=== SELECTED EXCERPT ===

Fight Aging!

Naked mole-rats are an unusually long-lived mammalian species, of a similar size to mice but with a life span of decades rather than just a few years. This species also exhibits a near complete absence of cancer and very little age-related decline in function until very late in life. Investigations of their biochemistry have uncovered a range of interesting differences, such as senescent cells that are far more benign than their counterparts in other mammals, more efficient protein synthesis, more efficient DNA repair (such as an improved version of the cGAS protein), and more. That naked mole-rats live underground in oxygen poor environments, with a corresponding lack of predation, has prompted the evolution of greater longevity and the necessary co-evolution of the many features needed to support that longevity, such as improved cell resilience to common stresses.

In today's open access paper, researchers examine the gut microbiome in naked mole-rats. In mice and humans the composition of the gut microbiome changes with age, in ways that provoke greater inflammation and diminish the supply of beneficial metabolites. Animal studies have shown that restoring a youthful composition, such as via fecal microbiota transplantation from a young donor, improves health and extends life. Perhaps unsurprisingly, all things considered, the results in the paper here show that naked mole-rats exhibit very little change in the composition of the gut microbiome over a life span. Why this is the case is an interesting question, however. It perhaps argues for the hypothesis that changes in gut microbiome composition are downstream of the aging of the immune system, as it becomes ever less capable of suppressing populations of undesirable microbes.

=== DATA EXCERPTS ===

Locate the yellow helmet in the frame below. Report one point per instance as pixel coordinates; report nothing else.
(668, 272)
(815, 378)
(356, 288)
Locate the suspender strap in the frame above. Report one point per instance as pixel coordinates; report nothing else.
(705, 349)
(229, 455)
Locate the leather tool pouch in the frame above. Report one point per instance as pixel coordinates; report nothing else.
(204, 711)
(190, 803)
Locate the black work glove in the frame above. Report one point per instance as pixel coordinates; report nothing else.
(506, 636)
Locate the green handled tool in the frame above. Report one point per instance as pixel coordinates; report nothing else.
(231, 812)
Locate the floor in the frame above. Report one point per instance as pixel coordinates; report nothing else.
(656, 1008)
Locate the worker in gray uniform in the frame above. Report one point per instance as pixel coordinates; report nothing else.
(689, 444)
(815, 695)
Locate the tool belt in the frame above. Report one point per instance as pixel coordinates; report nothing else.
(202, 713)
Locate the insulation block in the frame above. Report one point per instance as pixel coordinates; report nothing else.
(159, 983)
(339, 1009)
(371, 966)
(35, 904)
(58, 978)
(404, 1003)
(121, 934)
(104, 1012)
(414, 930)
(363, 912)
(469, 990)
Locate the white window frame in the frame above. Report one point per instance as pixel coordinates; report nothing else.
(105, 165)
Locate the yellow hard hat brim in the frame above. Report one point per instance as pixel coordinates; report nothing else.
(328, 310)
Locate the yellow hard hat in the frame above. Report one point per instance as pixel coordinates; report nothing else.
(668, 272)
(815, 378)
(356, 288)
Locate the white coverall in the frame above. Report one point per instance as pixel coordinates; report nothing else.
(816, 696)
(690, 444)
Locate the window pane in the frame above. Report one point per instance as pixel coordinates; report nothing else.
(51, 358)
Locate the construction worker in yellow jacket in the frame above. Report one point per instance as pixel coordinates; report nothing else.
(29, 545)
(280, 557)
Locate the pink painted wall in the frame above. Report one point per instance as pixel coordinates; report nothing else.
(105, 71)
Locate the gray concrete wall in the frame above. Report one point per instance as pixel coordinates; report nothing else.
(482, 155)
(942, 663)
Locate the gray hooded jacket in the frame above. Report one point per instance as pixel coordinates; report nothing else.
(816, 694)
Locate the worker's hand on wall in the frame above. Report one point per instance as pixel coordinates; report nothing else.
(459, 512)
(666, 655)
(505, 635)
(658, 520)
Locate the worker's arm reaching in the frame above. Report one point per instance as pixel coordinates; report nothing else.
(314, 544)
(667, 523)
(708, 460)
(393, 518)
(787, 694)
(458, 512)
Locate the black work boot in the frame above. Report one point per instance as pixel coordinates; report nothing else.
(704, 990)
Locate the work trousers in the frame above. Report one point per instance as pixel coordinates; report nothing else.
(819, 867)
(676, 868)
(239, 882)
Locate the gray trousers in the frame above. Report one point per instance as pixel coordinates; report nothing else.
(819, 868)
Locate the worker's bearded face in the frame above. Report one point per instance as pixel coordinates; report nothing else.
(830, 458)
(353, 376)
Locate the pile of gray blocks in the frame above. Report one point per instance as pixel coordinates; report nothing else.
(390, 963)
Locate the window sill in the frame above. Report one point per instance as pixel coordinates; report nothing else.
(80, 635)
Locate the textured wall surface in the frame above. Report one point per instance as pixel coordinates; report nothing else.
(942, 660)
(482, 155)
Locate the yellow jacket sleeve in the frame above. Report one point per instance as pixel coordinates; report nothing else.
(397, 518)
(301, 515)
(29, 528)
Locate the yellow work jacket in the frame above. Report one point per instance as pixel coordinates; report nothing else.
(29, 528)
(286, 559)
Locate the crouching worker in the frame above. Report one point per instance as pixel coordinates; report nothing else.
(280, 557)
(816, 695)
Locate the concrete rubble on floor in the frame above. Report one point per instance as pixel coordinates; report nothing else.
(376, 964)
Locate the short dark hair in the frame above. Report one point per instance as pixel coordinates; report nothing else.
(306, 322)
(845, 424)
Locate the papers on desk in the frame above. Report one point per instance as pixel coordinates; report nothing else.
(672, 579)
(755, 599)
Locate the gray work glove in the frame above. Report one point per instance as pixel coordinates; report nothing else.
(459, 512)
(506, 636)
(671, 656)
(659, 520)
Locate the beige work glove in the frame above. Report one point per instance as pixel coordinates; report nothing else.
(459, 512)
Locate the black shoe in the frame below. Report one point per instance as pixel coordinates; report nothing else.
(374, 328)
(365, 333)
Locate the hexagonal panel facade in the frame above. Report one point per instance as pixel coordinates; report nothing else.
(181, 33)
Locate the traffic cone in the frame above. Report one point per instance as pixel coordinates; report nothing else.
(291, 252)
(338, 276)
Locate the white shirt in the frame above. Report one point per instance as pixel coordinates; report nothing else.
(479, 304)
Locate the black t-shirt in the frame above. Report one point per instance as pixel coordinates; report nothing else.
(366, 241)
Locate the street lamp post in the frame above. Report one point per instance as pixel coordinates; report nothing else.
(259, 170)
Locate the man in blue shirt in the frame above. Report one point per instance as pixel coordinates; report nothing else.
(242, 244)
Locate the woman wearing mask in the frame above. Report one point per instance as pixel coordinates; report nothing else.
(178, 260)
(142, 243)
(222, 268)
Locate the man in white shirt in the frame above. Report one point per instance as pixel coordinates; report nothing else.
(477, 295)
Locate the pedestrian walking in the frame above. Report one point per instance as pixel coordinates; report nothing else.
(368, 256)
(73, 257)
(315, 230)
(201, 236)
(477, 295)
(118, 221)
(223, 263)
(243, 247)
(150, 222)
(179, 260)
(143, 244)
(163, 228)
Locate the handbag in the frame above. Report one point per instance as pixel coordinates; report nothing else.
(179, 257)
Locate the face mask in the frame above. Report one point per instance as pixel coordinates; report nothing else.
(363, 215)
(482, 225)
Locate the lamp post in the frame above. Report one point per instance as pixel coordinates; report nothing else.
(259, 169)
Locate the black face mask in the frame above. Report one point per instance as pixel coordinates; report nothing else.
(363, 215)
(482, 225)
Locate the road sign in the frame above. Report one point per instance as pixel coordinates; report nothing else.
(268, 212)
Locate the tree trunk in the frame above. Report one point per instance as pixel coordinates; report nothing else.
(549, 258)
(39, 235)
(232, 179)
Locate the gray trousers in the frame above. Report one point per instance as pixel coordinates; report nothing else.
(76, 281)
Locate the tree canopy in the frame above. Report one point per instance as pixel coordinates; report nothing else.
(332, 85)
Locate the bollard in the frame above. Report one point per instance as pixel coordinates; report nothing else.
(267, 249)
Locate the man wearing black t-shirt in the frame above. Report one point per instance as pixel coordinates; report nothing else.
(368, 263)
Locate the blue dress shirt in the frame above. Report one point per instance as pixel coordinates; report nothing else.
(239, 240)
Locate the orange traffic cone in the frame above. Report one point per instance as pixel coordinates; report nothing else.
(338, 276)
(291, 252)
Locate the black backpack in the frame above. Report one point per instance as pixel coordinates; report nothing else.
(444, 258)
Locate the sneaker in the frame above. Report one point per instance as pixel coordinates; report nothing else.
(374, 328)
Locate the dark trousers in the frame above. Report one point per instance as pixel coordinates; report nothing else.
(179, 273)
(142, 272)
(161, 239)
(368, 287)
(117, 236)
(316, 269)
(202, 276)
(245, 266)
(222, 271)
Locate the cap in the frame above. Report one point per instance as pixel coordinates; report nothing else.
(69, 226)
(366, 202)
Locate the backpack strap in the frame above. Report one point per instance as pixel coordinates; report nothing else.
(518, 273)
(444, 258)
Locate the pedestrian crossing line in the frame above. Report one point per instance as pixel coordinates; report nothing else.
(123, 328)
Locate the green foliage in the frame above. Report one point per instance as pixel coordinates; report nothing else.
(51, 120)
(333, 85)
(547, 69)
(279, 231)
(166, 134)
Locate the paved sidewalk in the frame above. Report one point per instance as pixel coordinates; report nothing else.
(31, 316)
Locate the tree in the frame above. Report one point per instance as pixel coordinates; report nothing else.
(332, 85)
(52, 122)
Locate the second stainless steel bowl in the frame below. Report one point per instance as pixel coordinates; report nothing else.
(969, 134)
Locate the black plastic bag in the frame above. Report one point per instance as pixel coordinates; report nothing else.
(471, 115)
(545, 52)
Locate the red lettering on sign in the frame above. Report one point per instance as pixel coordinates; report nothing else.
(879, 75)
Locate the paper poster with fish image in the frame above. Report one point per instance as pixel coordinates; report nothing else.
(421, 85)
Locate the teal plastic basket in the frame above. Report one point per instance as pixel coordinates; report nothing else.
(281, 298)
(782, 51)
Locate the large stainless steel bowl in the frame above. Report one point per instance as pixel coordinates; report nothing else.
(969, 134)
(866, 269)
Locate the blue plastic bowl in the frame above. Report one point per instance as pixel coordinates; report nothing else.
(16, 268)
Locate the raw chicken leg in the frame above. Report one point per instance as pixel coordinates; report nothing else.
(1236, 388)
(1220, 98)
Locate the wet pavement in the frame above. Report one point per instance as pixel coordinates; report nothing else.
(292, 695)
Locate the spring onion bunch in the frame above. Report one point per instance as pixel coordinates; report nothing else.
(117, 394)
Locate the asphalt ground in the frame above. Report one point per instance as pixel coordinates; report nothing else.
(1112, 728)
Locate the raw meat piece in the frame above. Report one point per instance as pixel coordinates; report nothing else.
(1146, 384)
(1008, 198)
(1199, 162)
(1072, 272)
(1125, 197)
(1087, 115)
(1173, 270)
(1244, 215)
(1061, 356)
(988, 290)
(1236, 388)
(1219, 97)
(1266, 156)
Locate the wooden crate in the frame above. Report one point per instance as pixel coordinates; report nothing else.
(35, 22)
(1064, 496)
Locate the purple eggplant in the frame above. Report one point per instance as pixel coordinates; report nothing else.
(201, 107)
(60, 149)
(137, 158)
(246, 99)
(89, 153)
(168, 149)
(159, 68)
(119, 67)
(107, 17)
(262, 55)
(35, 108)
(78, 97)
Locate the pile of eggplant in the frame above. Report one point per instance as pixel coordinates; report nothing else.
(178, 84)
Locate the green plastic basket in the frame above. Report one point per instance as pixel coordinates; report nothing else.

===

**REQUIRED WORK:**
1/ Answer these questions from the naked mole-rat text:
(a) Where do naked mole-rats live?
(b) Which protein involved in DNA repair is named as having an improved version in naked mole-rats?
(c) What method of restoring a youthful gut microbiome composition is given as an example?
2/ Retype the naked mole-rat text from "Fight Aging!" up to and including "to common stresses.".
The listing is separate material, unrelated to the naked mole-rat text.

**ANSWERS TO THE PROBLEMS:**
1/
(a) Underground in oxygen poor environments.
(b) The cGAS protein.
(c) Fecal microbiota transplantation from a young donor.

2/
Fight Aging!

Naked mole-rats are an unusually long-lived mammalian species, of a similar size to mice but with a life span of decades rather than just a few years. This species also exhibits a near complete absence of cancer and very little age-related decline in function until very late in life. Investigations of their biochemistry have uncovered a range of interesting differences, such as senescent cells that are far more benign than their counterparts in other mammals, more efficient protein synthesis, more efficient DNA repair (such as an improved version of the cGAS protein), and more. That naked mole-rats live underground in oxygen poor environments, with a corresponding lack of predation, has prompted the evolution of greater longevity and the necessary co-evolution of the many features needed to support that longevity, such as improved cell resilience to common stresses.